» **Work request 1**: In the IHMP passage, in what year did a young medical graduate start work in a 5-bed hospital at Pachod?
» **Work request 2**: Check each statement against the IHMP passage: (a) IHMP was the first organization in the country to run a maternal and neonatal health programme through traditional birth attendants. (b) Pachod is a village in Nashik district. (c) IHMP's public health work has been limited to villages.
» **Work request 3**: Write the next part of the IHMP passage, starting after its final sentence.

The Institute of Health Management, Pachod (IHMP) aims at the holistic development of the individual, family and community and is deeply committed to the upliftment of marginalised groups. Within the broad mandate of reaching the most disadvantaged groups, it strives towards the health and development of women and children. The Institute implements its programmes through organising and mobilising communities toward self-reliance and sustainability. Organising children and adolescents is a part of this mandate, which has been operationalised as health and development programmes for children, implemented by them and through them.
From humble beginnings to international recognition, IHMP has had many milestones.
In 1976, a young medical graduate started work in a 5-bed hospital at Pachod, a village in Aurangabad district of Marathwada that had experienced the worst famine of the century.
IHMP pioneered the training of traditional birth attendants known as, ‘Dais’ and was the first organization in the country to implement a programme on maternal and neonatal health through them. The programme got scaled up at the National level.
With an aim to provide public health services to deprived sections of society, since its inception, IHMP has worked on maternal and neonatal health, malnutrition, sanitation, communicable and non-communicable diseases, life skills education for adolescent girls, reproductive and child health services and gender sensitization among young men and boys, in villages and urban slums.

» **Listed entries**:
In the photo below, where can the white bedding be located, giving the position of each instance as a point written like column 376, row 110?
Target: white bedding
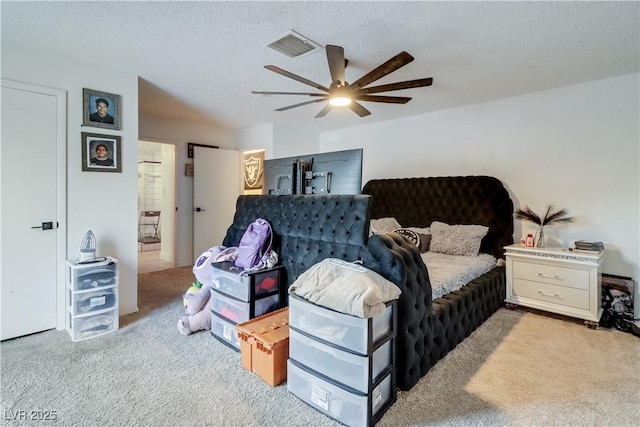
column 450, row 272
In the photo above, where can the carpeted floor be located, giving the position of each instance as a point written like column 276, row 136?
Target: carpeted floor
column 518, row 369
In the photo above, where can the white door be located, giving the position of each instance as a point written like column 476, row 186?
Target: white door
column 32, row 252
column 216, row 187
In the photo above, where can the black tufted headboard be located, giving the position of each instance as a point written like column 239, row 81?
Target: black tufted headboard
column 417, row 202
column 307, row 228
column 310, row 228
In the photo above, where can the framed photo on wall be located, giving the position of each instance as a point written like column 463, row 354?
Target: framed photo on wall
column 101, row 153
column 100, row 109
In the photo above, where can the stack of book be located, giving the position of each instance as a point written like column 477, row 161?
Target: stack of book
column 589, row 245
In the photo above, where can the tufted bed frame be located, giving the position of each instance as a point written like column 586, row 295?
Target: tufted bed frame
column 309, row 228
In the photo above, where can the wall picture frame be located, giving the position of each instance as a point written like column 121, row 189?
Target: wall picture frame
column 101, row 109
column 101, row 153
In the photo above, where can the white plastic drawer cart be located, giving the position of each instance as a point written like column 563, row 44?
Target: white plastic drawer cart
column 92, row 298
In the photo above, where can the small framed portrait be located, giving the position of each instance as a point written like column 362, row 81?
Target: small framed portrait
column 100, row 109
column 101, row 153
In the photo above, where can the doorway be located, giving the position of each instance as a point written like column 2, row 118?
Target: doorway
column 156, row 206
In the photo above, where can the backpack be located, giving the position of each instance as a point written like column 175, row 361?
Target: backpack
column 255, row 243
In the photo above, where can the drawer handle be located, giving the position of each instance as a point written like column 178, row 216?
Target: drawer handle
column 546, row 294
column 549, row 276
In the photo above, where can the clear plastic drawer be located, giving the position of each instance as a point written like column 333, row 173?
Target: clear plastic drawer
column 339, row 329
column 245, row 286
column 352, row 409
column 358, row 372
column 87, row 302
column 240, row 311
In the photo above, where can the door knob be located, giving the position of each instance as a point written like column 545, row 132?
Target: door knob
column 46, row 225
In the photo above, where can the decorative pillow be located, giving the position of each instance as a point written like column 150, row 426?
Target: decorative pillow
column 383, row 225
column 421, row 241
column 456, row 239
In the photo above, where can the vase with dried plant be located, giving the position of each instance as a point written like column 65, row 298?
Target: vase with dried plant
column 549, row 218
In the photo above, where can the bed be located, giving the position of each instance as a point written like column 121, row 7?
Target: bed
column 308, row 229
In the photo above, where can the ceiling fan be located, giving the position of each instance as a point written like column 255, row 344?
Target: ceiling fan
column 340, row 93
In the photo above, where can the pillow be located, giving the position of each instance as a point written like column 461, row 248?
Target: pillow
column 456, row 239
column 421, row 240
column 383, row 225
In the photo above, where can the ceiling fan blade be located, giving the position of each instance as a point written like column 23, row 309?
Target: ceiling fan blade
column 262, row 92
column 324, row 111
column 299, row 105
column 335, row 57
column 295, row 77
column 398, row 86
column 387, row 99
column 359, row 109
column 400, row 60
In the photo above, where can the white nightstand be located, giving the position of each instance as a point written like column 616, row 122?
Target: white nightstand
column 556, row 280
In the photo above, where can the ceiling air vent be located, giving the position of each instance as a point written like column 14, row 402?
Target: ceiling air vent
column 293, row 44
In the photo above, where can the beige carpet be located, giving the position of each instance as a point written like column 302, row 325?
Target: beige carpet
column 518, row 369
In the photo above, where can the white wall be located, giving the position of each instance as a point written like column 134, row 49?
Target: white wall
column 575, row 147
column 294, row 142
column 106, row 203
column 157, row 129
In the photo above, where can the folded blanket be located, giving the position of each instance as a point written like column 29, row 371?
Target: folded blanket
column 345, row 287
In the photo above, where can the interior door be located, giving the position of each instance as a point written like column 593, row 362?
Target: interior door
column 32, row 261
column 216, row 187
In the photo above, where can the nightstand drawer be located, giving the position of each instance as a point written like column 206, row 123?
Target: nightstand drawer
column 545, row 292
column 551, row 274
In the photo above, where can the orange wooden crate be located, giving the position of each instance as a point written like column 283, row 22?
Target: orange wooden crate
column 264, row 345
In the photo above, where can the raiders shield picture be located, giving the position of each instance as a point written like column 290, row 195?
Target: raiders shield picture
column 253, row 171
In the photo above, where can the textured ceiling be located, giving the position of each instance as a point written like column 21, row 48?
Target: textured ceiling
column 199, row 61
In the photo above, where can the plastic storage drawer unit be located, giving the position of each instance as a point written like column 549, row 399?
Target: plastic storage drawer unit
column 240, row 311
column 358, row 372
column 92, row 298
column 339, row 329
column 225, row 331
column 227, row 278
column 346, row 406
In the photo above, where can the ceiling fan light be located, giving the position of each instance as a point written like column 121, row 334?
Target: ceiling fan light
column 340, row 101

--

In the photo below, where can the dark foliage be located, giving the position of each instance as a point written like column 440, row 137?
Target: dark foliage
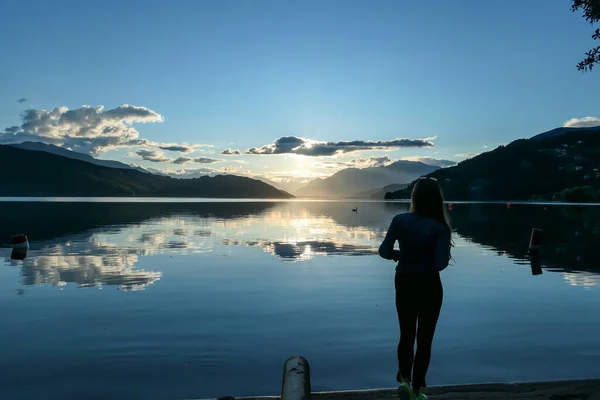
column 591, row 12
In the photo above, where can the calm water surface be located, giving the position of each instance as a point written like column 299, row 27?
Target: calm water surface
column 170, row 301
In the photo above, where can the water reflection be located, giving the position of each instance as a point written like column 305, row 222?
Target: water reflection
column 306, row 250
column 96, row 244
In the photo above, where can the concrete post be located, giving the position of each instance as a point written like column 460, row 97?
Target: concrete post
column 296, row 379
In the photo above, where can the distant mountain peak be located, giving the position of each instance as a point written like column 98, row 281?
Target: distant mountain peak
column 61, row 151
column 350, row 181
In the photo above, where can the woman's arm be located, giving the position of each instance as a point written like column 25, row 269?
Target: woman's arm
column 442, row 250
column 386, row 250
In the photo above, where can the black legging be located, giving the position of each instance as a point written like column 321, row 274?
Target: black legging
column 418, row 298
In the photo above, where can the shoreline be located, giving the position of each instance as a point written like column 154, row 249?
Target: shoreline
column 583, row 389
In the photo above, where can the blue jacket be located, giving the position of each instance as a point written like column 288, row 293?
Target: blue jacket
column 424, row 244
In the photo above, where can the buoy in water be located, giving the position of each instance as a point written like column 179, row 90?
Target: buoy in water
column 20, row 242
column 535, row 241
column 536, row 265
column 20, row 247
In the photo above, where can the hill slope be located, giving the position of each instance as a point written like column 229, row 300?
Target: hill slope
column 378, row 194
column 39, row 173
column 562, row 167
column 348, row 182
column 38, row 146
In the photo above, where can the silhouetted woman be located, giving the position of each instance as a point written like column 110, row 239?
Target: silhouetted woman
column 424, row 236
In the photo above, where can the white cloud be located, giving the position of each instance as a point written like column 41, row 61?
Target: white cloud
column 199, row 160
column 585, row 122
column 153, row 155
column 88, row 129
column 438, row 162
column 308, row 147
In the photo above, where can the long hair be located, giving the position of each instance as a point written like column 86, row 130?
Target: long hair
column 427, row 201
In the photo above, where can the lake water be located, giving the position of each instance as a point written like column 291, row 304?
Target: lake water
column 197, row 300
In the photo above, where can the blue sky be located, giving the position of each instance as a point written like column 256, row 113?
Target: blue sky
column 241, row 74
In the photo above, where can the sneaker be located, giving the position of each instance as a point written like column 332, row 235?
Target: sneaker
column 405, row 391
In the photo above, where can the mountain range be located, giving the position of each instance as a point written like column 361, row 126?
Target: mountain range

» **Exercise response 1**: 1976

» **Exercise response 2**:
(a) Yes: "was the first organization in the country to implement a programme on maternal and neonatal health through them"
(b) No: "Pachod, a village in Aurangabad district of Marathwada"
(c) No: "in villages and urban slums"

» **Exercise response 3**:
In 1986, IHMP started a training centre to impart hands-on skills in public health. By 1990, it had established itself as an internationally and nationally recognized public health training centre. Over 8000 non-profit and Government health functionaries from India, South Asian Association for Regional Cooperation (SAARC) and African countries have undergone training at IHMP.
In 1998, IHMP identified the need to work more closely with adolescent girls, to achieve its objective of reducing maternal morbidity and mortality. The life-skills program for adolescent girls was conceptualized and begun during this year with the aim of delaying age at marriage.
In 2003, acknowledging that social norms take years to alter and that girls would continue to get married at a young age, the organization conceptualized its initiative to work with married adolescent girls and their spouses, through a health-based program.